Write out the lines below as a JSON list of strings, one string per line and no blank lines. Begin at the line that has "Can you see the dry" and stop after the line that has "column 55, row 34".
──────── INPUT
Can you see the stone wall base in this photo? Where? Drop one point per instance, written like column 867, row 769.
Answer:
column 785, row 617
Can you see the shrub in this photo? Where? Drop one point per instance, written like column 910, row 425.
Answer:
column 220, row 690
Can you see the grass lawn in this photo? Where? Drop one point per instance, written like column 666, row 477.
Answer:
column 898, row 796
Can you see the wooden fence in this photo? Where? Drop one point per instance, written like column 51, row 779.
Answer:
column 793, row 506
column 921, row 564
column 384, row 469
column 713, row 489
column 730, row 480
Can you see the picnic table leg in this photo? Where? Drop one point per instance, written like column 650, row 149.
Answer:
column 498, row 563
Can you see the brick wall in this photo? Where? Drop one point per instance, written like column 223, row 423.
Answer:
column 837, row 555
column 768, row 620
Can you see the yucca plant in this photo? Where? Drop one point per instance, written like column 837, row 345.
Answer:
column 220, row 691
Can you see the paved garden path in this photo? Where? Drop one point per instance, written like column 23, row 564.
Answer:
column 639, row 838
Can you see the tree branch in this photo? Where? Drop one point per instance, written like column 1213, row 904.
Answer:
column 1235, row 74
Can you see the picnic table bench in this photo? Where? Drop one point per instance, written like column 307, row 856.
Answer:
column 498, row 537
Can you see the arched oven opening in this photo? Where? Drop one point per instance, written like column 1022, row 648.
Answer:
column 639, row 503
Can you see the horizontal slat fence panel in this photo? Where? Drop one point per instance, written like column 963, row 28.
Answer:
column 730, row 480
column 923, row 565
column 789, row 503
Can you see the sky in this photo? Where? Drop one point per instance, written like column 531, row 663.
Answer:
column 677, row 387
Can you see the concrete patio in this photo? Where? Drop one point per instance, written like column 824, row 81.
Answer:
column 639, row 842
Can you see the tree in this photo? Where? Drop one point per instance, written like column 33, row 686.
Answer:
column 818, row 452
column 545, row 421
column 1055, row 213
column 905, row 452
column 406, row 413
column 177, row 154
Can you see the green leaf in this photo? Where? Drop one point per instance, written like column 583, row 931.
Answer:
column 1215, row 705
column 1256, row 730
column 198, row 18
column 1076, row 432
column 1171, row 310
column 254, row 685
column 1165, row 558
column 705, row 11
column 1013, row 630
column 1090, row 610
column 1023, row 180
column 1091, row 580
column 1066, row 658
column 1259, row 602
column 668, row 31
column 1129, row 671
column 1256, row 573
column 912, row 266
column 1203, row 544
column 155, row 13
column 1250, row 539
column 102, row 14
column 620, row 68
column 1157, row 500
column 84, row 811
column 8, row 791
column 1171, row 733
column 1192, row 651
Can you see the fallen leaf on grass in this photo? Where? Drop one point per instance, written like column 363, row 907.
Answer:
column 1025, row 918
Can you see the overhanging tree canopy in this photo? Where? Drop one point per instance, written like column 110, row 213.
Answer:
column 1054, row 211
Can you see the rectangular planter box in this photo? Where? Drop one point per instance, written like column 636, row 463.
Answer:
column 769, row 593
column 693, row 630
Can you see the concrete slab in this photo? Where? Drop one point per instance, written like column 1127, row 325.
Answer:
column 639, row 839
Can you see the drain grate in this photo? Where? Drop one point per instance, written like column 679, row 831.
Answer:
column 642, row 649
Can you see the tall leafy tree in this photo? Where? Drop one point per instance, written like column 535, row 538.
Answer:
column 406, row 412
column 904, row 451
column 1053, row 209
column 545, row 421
────────────────
──────── INPUT
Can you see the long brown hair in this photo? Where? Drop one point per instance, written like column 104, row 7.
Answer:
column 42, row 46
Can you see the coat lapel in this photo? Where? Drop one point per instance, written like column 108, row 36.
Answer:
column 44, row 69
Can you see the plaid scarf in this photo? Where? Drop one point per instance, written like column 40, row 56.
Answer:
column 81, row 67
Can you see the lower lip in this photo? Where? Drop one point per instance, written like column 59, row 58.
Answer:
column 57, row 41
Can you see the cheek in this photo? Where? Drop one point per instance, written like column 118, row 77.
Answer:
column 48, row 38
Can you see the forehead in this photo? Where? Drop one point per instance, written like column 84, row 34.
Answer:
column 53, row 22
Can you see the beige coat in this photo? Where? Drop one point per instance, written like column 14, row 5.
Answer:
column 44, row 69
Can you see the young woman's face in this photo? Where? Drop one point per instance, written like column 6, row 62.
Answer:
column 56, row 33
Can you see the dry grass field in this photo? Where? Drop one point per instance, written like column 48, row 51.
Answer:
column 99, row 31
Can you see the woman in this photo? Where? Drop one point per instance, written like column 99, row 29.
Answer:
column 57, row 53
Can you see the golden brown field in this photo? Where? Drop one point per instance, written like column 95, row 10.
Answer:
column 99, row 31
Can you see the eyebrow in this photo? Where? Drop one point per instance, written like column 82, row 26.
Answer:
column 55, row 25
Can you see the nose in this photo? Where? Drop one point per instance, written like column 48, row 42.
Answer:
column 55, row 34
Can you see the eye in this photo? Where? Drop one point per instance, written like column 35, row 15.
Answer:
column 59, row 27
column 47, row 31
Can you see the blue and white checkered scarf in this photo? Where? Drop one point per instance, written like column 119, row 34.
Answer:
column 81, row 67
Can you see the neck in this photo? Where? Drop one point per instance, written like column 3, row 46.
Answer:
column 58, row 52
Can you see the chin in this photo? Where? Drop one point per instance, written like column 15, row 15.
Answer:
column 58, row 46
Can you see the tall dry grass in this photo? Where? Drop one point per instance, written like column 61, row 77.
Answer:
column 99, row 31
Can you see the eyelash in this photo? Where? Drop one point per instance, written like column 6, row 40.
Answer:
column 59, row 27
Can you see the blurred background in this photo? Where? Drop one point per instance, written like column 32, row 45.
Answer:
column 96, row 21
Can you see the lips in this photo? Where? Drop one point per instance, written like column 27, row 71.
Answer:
────────────────
PROBLEM SOLUTION.
[
  "Can you see the dry grass field in this photo? Where? Drop one point per instance, written like column 48, row 51.",
  "Answer:",
  "column 99, row 31",
  "Can you see the woman in this photo? Where? Drop one point per instance, written like column 99, row 29.",
  "Answer:",
  "column 57, row 53",
  "Can you see the golden brown field in this photo? Where? Drop one point per instance, written like column 95, row 10.",
  "Answer:",
  "column 99, row 31",
  "Can you see the eyebrow in this photo? Where? Drop one point per instance, written like column 82, row 26.",
  "Answer:",
  "column 55, row 25",
  "Can you see the nose in this photo? Where? Drop one point per instance, written like column 48, row 42.",
  "Answer:",
  "column 55, row 34"
]